Unless otherwise stated all of the below activities were undertaken at and for the University of Surrey, during the course of my undergraduate and postgraduate studies.

Marking Support

Editorial Support

Computer Lab Assistant

Awards and Funding

Grants

  • STFC PhD Studentship 2021-2024
    Value: ~£56,000 |

    Science and Technology Facilities Council funding for a 3-year PhD, researching the Monge–Ampère Geometry of Vortices. The grant total includes the UKRI annual stipend and a £3000 travel grant.

  • CNRS Fellowship 2024
    Value: ~£4400 |

    A 3-month visiting fellowship granted by the French Embassy in the UK to support Franco-British research collaborations. Laureates receive financial support to visit collaborators at a CNRS laboratory in France, in this case at La Rochelle University, as well as membership to the France Alumni UK network.

  • Institut Für Mathematik Participation Grant 2023
    Value: €200 |

    Funding to attend the Interdisciplinary Junior Scientist Workshop in Mathematical General Relativity in Wildberg, Germany, provided by Universität Tübingen and Universität Potsdam. The grant also included accommodation costs not represented in the value.

  • LMS Early Career Researcher Travel Grant 2022
    Value: £500 |

    London Mathematical Society funding for travel to the Fields Institute, Toronto, Canada to attend a Workshop on Mathematical Relativity, Scalar Curvature, and Synthetic Lorentzian Geometry.

**TASKS:**
a) Set down the stretch of the awards and funding text from "Funding to attend" through "in the value.", word for word.
b) Write the next part of the awards and funding text, starting after its last sentence.
The items after this point come from a separate source.

**DATA RECORDS:**
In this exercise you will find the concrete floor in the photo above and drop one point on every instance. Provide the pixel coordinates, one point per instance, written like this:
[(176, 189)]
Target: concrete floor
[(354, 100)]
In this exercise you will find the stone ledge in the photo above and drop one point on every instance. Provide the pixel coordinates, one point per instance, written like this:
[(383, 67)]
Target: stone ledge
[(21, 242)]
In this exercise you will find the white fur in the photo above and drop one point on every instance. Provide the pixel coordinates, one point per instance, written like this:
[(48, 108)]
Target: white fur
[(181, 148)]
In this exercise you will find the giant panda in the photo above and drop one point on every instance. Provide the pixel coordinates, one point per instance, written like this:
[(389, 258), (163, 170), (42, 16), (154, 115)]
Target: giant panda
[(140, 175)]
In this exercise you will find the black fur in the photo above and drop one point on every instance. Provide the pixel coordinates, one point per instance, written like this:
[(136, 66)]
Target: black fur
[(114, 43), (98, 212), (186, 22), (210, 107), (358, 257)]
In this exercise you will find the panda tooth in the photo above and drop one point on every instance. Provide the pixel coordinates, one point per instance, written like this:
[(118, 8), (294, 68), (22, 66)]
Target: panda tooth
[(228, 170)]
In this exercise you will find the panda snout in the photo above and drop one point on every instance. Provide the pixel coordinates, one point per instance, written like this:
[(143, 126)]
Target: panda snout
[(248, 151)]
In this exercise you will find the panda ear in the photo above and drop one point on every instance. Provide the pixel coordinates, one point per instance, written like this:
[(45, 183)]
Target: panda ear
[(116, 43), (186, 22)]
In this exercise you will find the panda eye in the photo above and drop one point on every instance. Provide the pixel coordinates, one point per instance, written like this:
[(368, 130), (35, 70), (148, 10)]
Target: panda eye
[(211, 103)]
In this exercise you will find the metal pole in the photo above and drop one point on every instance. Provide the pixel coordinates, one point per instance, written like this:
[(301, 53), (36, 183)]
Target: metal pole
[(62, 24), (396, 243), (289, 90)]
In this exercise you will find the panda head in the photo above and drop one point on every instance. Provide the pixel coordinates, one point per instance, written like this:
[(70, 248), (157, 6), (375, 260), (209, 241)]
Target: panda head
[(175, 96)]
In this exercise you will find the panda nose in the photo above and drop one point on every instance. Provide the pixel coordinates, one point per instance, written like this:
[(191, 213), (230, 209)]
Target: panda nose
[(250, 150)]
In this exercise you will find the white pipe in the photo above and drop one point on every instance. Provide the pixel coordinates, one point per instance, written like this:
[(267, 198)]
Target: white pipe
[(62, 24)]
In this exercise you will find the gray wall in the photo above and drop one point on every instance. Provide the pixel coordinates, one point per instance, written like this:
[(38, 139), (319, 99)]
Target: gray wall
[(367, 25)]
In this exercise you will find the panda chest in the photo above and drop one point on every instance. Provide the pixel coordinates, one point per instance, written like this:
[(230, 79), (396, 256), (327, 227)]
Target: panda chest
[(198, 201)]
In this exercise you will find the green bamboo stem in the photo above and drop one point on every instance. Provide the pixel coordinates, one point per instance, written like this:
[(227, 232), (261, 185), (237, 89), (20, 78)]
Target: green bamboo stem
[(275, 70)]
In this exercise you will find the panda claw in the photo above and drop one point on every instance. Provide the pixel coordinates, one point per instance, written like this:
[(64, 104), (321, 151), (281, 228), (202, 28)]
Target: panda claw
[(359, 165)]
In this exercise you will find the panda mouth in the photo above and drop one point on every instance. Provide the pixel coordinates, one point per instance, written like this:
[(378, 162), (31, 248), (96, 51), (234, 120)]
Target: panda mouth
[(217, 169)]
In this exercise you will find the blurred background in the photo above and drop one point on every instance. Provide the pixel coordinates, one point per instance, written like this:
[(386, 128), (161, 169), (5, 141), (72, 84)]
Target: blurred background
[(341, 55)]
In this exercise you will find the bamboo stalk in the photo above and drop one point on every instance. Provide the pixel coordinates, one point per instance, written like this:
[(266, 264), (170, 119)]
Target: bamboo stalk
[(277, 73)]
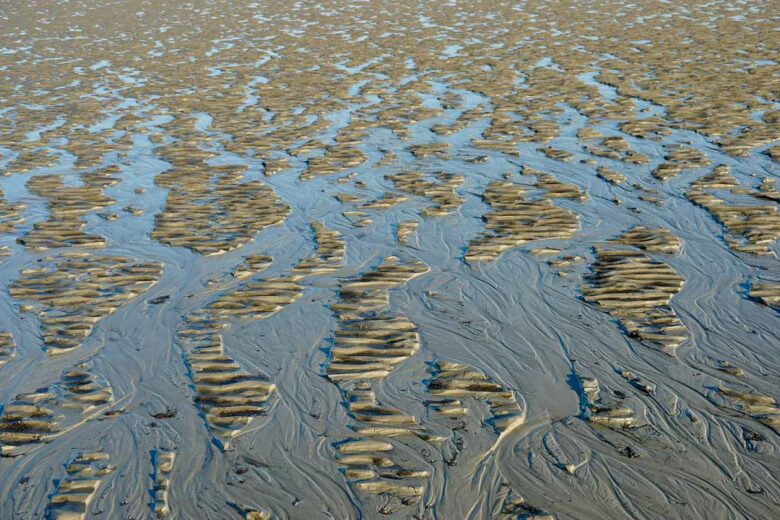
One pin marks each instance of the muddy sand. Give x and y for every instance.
(432, 260)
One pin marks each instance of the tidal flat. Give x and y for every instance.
(389, 259)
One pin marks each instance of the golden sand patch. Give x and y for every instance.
(212, 210)
(755, 227)
(163, 467)
(767, 293)
(441, 192)
(75, 492)
(68, 206)
(73, 292)
(7, 348)
(514, 220)
(636, 290)
(42, 415)
(450, 383)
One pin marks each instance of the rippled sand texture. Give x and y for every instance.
(443, 260)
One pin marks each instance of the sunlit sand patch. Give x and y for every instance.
(405, 229)
(7, 348)
(451, 383)
(774, 153)
(653, 240)
(337, 158)
(386, 201)
(252, 265)
(73, 292)
(649, 128)
(274, 166)
(260, 81)
(163, 467)
(78, 488)
(558, 155)
(762, 408)
(31, 160)
(68, 206)
(441, 192)
(767, 190)
(42, 415)
(678, 159)
(555, 189)
(10, 215)
(513, 220)
(636, 290)
(605, 411)
(610, 176)
(618, 149)
(229, 396)
(210, 210)
(437, 150)
(330, 252)
(369, 466)
(767, 293)
(755, 227)
(369, 342)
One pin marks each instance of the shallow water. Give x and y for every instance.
(435, 354)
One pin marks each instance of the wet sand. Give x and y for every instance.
(388, 260)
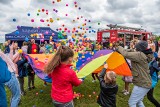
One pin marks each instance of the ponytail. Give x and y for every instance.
(62, 54)
(54, 62)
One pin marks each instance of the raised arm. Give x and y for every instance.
(133, 56)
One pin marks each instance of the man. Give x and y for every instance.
(5, 76)
(33, 48)
(7, 49)
(106, 44)
(156, 43)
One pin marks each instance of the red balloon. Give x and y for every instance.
(43, 10)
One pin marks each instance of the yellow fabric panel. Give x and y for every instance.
(115, 60)
(92, 66)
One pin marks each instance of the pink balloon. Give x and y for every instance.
(46, 32)
(41, 20)
(42, 40)
(53, 34)
(32, 20)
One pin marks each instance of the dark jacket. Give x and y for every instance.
(154, 69)
(7, 49)
(140, 69)
(5, 74)
(107, 96)
(30, 49)
(156, 46)
(21, 68)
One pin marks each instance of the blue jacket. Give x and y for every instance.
(21, 68)
(5, 74)
(154, 69)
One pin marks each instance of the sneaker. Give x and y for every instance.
(94, 81)
(23, 93)
(29, 88)
(33, 87)
(126, 93)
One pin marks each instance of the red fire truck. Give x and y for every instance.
(115, 33)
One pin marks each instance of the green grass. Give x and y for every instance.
(87, 88)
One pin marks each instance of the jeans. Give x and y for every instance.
(151, 98)
(14, 87)
(137, 96)
(58, 104)
(3, 100)
(31, 80)
(21, 82)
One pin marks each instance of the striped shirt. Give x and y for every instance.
(7, 59)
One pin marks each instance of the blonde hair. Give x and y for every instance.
(110, 78)
(63, 53)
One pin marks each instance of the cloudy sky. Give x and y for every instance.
(133, 13)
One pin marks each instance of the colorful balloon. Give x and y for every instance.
(41, 20)
(28, 14)
(14, 20)
(32, 20)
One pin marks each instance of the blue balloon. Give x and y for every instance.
(26, 39)
(47, 46)
(28, 14)
(17, 32)
(85, 36)
(14, 20)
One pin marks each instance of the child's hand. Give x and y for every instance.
(11, 46)
(106, 66)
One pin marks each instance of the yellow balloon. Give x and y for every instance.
(111, 44)
(20, 51)
(35, 50)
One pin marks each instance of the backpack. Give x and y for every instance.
(153, 73)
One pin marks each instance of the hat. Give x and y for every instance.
(141, 46)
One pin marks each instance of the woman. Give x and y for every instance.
(140, 71)
(24, 47)
(63, 77)
(151, 45)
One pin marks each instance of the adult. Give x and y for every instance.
(4, 77)
(33, 48)
(156, 43)
(106, 44)
(6, 44)
(24, 47)
(140, 71)
(151, 45)
(13, 83)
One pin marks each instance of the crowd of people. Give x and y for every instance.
(144, 57)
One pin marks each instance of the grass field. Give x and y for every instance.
(43, 99)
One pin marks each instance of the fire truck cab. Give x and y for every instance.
(126, 34)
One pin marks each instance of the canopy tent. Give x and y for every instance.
(24, 32)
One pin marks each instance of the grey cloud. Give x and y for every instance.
(122, 4)
(5, 1)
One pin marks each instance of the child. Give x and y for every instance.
(22, 73)
(154, 69)
(63, 77)
(109, 89)
(94, 78)
(31, 77)
(5, 76)
(140, 71)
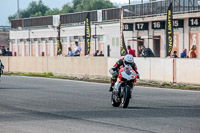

**ANSWERS BY ITEM:**
a)
Funding to attend the Interdisciplinary Junior Scientist Workshop in Mathematical General Relativity in Wildberg, Germany, provided by Universität Tübingen and Universität Potsdam. The grant also included accommodation costs not represented in the value.

b)
  • Fields Institute Participation Grant 2022
    Value: CAD$1000 |

    Funding from the Fields Institute to cover travel and subsistence expenses while attending their Workshop on Mathematical Relativity, Scalar Curvature, and Synthetic Lorentzian Geometry.

  • LMS Undergraduate Research Bursary 2019
    Value: £1440 |

    London Mathematical Society funded summer research project (URB-18-19-70). Includes matched funding from the University of Surrey.

Awards

  • Surrey Merit Scholarship 2017/18
    Value: £2000 |

    Scholarship awarded to undergraduate students enrolling at the University of Surrey who achieve exceptional A-level grades (A*AA or above). The scholarship also included free 1-year membership to Surrey Sports Park. See the University Webpage for more details.

  • Mathematics Department Prize for Excellence 2017-2021
    Value £400 |

    Four times winner of the Mathematics Department Prize for Excellence at the University of Surrey, awarded for the best performance in each year of an undergraduate/ master's degree.